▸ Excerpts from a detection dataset
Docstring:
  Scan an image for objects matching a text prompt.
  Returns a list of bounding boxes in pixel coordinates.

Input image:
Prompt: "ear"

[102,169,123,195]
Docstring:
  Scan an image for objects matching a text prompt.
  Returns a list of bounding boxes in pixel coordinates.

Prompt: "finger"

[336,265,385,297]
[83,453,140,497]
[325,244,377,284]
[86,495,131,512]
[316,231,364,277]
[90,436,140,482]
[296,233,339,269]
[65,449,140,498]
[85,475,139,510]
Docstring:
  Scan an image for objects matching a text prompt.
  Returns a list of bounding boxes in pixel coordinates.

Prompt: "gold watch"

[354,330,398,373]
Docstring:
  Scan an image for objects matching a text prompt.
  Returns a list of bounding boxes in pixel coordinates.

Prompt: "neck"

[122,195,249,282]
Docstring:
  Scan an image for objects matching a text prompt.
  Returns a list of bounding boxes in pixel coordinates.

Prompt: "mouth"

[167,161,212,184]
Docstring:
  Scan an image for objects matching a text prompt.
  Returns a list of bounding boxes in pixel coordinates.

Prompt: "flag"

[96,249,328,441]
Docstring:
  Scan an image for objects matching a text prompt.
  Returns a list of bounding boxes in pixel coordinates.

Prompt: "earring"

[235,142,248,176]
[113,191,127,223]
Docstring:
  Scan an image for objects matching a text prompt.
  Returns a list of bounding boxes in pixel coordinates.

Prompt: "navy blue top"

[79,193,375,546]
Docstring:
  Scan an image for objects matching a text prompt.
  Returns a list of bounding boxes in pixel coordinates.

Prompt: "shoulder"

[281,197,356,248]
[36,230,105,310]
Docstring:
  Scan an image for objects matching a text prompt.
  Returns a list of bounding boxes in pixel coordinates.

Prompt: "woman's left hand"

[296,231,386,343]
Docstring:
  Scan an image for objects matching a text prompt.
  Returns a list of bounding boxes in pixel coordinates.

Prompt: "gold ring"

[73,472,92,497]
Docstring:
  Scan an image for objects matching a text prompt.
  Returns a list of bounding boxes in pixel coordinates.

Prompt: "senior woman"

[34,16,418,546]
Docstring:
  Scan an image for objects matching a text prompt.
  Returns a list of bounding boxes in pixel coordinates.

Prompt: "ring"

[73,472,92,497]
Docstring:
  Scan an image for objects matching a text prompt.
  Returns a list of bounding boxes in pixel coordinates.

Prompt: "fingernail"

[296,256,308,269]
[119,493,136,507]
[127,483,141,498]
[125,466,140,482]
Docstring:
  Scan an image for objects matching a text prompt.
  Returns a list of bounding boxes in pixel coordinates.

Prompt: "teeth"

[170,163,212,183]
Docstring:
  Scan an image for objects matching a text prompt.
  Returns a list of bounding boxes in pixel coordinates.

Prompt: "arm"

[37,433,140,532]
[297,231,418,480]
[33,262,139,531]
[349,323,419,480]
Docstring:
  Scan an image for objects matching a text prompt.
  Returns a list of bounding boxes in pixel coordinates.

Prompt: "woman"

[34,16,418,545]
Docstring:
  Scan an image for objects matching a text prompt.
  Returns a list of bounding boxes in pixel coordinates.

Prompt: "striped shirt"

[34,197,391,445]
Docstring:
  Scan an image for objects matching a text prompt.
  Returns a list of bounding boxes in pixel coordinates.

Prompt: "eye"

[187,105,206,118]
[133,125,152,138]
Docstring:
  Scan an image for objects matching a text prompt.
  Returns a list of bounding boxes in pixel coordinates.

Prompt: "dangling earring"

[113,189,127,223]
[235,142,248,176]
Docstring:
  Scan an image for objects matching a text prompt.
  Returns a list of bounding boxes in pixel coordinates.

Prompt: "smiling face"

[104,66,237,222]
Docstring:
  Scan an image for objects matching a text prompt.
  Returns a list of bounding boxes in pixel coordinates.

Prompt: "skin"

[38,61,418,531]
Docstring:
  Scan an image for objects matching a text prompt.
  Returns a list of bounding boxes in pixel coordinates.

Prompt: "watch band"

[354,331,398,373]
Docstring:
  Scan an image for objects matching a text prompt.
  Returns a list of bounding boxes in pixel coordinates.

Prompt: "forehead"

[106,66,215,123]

▸ Work to be completed
List every line above that contains the string "watch", copying each in full.

▸ Exercise output
Prompt: "gold watch"
Prompt: "watch band"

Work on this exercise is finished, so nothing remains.